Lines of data
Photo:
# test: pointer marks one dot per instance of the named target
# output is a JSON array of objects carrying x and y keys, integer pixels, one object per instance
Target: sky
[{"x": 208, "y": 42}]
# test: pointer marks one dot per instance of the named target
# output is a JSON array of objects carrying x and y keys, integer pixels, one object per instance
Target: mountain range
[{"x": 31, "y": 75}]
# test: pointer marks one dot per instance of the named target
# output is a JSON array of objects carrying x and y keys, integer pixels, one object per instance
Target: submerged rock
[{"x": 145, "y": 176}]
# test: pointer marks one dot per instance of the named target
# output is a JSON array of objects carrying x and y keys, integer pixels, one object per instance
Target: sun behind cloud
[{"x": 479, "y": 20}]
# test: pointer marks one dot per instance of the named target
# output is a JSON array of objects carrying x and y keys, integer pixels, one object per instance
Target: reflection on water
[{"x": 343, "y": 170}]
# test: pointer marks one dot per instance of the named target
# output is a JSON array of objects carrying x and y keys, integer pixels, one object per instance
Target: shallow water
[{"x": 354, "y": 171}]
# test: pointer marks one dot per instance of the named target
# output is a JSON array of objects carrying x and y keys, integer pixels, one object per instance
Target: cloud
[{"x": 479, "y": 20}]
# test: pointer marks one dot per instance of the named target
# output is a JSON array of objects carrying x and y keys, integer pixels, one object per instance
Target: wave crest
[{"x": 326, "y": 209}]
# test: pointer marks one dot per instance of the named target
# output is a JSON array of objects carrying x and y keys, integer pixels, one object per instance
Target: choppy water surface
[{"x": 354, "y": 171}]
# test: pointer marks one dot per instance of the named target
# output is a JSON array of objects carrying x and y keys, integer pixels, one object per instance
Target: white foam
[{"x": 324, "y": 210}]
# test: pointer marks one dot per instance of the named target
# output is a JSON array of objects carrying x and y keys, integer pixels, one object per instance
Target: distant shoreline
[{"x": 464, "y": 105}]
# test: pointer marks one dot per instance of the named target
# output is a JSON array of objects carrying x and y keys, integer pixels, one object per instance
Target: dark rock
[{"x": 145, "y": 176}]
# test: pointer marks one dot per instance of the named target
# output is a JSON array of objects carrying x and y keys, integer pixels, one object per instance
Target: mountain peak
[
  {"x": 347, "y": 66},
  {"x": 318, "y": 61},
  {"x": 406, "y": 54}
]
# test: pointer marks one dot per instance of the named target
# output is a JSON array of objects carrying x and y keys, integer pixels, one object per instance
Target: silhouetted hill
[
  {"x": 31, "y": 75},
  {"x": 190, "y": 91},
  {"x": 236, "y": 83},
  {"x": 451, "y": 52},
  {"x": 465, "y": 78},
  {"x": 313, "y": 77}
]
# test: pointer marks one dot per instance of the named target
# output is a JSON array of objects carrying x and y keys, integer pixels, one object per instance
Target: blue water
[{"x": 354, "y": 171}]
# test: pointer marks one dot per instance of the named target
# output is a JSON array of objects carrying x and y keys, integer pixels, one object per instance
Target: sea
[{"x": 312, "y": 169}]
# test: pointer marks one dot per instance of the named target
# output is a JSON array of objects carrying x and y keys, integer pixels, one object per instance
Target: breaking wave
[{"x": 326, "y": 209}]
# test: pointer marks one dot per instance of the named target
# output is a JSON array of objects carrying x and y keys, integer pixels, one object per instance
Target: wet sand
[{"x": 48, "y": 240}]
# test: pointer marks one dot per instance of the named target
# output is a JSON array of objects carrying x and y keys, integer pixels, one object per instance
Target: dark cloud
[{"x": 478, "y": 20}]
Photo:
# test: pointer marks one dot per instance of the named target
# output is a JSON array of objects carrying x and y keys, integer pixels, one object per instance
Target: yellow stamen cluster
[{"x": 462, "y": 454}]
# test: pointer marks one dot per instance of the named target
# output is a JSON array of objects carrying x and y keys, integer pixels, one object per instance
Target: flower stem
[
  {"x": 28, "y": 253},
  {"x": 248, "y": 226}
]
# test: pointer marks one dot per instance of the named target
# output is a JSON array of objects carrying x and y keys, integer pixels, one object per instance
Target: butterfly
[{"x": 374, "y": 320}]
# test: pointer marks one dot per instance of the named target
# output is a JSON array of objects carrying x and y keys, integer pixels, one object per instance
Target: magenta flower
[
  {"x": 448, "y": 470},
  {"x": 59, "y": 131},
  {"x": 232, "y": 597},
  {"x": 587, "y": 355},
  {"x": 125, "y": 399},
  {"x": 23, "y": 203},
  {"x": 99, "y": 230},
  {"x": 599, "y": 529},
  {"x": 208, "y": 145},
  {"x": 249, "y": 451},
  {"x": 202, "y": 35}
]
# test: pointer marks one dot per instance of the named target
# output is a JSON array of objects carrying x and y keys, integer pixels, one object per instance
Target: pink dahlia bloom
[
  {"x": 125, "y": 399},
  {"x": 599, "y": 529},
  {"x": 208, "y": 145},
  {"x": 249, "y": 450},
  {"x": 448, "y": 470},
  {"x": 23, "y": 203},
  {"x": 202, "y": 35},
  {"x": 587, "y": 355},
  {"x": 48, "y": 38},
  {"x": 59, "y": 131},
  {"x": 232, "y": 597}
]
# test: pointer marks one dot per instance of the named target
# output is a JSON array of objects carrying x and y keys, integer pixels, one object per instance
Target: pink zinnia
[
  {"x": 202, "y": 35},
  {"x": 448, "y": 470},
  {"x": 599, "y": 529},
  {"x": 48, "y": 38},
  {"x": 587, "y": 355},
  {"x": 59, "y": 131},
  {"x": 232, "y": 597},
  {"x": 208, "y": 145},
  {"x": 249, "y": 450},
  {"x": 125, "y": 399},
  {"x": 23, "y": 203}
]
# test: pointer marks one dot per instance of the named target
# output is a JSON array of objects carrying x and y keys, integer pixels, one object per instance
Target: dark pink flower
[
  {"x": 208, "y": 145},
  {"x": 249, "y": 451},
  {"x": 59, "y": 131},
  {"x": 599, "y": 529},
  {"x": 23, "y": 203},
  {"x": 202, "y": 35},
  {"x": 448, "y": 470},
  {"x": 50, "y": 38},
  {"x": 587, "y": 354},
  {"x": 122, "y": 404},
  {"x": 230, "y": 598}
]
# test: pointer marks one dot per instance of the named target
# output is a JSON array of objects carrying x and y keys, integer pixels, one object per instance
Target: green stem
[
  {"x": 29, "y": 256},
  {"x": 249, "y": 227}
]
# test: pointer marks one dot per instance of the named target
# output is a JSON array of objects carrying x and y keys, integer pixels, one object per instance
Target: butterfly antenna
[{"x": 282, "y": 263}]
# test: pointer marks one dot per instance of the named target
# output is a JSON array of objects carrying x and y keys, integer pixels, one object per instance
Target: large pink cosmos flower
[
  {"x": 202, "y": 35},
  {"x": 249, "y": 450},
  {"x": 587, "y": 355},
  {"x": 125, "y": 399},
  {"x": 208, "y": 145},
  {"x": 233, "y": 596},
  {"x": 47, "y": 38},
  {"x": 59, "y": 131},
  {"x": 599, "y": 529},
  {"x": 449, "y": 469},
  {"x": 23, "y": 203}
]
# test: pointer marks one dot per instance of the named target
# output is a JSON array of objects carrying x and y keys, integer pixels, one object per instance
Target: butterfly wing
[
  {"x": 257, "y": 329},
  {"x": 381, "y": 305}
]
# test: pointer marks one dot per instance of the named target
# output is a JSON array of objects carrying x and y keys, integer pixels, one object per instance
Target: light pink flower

» **Goal**:
State how many lines in the listing contain the word "dark". Give only the number.

» **Written answer**:
3